▶ **Exercise task**: Rescale the part of the entries that opens with the line containing "the nose ->" and runs through the end of the entries. Write those lines out again, requests included, with every coordinate in the answers multiplied by 1.9 and rounded to the nearest whole number, rounding halves up.

▶ **Record excerpts**:
━━━━━━━━━━
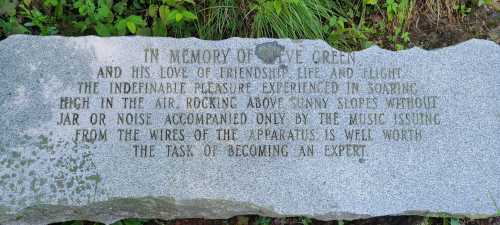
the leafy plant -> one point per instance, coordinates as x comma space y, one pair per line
221, 19
297, 19
130, 222
306, 221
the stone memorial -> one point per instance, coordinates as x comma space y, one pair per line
136, 127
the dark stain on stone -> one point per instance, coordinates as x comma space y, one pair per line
268, 52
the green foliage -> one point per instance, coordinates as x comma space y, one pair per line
345, 24
130, 222
462, 9
296, 19
306, 221
220, 19
454, 221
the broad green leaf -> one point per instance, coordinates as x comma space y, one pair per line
144, 31
170, 2
131, 27
137, 20
120, 7
164, 12
121, 27
8, 7
103, 30
103, 12
178, 17
189, 16
159, 29
153, 10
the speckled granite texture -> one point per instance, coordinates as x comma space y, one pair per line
46, 177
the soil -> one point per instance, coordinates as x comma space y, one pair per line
481, 23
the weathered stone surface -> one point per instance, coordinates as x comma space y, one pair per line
445, 159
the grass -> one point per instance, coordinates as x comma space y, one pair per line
344, 24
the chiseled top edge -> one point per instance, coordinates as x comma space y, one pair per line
469, 42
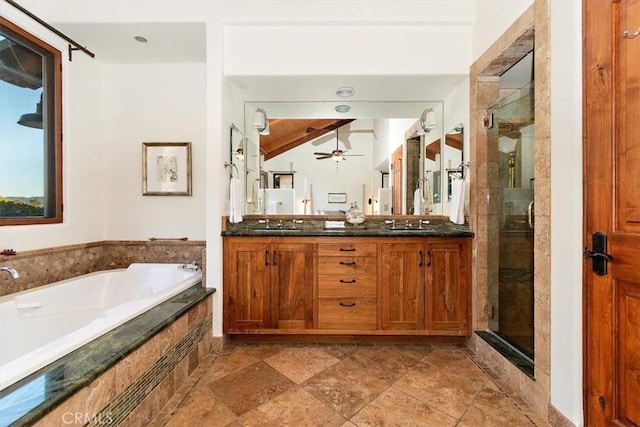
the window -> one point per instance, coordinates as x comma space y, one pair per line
30, 128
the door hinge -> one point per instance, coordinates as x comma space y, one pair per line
599, 256
603, 401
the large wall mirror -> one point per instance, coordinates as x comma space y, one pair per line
320, 157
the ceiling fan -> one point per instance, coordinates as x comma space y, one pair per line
337, 155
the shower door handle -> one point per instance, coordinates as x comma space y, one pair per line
530, 213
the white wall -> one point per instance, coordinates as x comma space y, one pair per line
152, 103
566, 208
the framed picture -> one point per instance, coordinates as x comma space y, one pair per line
337, 197
166, 168
282, 180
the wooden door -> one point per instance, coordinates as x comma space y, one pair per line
612, 207
402, 285
396, 188
447, 288
248, 299
292, 285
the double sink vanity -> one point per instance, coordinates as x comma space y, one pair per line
319, 276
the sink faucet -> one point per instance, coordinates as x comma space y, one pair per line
14, 274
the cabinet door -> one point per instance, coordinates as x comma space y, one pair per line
292, 285
447, 295
402, 285
249, 298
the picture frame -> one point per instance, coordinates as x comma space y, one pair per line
336, 197
166, 169
282, 180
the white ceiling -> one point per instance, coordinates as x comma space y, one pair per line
115, 43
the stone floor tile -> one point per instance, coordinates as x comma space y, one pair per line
300, 363
396, 408
295, 407
250, 387
345, 388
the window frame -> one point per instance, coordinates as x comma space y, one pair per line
52, 108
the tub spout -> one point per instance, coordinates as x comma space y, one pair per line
12, 271
193, 266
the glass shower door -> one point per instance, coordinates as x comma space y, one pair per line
511, 272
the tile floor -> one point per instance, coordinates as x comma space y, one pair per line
343, 385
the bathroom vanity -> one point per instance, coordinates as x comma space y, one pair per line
377, 279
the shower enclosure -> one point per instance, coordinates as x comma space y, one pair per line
510, 307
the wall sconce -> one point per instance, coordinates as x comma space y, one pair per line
33, 120
240, 150
428, 120
260, 121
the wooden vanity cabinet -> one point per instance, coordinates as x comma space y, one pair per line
268, 284
448, 272
424, 286
347, 296
402, 280
359, 286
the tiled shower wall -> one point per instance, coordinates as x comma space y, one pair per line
44, 266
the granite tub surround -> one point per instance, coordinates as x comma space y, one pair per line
49, 265
123, 377
374, 226
344, 385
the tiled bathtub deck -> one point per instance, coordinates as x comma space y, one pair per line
279, 385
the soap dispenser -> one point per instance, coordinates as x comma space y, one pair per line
355, 215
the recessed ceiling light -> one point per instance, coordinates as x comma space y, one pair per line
345, 91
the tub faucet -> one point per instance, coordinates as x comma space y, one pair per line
14, 274
193, 266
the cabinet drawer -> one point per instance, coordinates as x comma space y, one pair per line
345, 313
347, 265
346, 248
346, 286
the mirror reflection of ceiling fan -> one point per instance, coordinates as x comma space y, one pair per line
336, 155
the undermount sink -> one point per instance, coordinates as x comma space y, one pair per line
412, 230
277, 230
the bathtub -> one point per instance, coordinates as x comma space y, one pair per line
41, 325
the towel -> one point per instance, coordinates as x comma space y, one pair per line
457, 201
235, 200
418, 207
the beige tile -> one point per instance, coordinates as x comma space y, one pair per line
447, 385
250, 387
494, 408
237, 358
395, 408
345, 388
301, 363
295, 407
201, 407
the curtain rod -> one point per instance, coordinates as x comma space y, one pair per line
73, 45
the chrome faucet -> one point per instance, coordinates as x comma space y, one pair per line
14, 274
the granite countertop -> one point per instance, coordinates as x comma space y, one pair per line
31, 398
405, 226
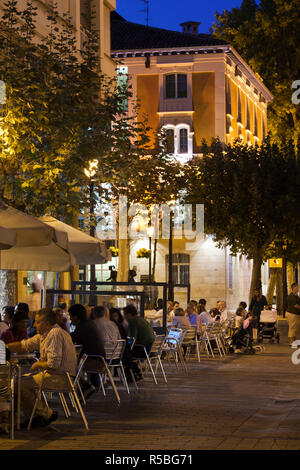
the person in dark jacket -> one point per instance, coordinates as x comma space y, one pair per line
87, 335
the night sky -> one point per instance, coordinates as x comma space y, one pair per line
169, 14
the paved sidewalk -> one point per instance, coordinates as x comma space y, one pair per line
239, 402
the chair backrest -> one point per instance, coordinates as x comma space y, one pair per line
2, 353
190, 335
157, 344
5, 381
114, 350
175, 336
130, 341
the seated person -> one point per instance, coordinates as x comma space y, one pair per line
239, 317
57, 356
18, 328
180, 320
215, 314
143, 333
7, 314
107, 328
88, 336
206, 317
4, 403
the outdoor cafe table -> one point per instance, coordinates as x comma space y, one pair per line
18, 360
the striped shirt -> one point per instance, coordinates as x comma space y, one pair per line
56, 347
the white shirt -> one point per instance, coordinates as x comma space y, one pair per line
225, 315
56, 347
108, 329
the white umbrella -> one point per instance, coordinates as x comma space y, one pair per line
33, 244
84, 248
37, 258
30, 231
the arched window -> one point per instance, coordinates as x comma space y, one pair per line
179, 141
176, 86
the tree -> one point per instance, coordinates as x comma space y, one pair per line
60, 113
249, 195
266, 36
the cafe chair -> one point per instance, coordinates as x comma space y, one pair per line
70, 390
7, 392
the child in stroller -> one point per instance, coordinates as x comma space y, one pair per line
268, 325
242, 340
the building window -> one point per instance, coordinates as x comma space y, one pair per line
170, 136
228, 96
181, 268
122, 77
263, 128
255, 123
179, 141
183, 141
176, 86
247, 115
239, 118
230, 272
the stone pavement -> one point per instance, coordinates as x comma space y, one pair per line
239, 402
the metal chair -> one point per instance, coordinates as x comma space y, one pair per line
70, 390
190, 339
114, 351
153, 355
7, 391
172, 346
213, 332
205, 339
99, 367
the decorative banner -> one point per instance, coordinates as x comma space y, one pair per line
275, 263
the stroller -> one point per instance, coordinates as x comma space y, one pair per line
268, 326
243, 342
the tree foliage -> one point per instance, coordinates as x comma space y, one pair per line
250, 195
61, 112
266, 35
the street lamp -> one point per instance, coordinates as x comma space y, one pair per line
150, 232
90, 173
170, 266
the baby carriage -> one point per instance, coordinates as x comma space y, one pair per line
268, 326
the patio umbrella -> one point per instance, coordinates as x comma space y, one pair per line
84, 248
34, 244
29, 230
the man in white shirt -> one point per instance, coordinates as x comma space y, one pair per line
57, 356
225, 314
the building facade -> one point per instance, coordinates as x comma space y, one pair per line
77, 11
195, 87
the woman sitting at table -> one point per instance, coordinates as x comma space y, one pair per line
18, 328
180, 320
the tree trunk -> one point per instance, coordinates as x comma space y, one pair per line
123, 265
279, 299
290, 275
256, 273
9, 289
271, 285
154, 259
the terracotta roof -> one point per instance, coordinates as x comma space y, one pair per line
131, 36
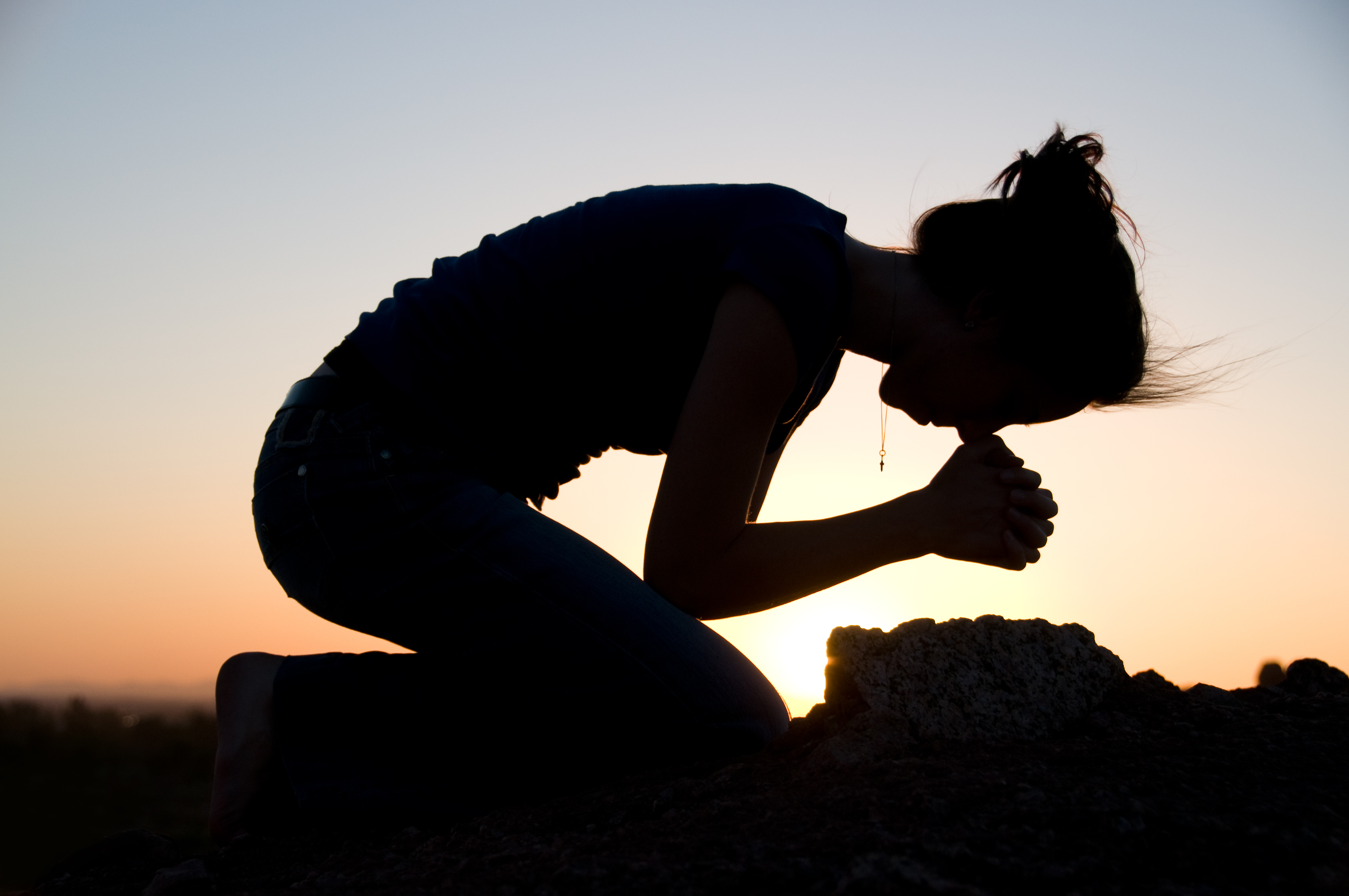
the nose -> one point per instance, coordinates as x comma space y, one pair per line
976, 430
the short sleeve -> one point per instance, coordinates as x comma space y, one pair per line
803, 272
━━━━━━━━━━
▶ **Output of the task**:
the nose -> one point per instance, coordinates as x comma space y, one pair per line
1854, 817
the short sleeve -> one point per instance, coordinates as x comma space y, one pair per line
1526, 517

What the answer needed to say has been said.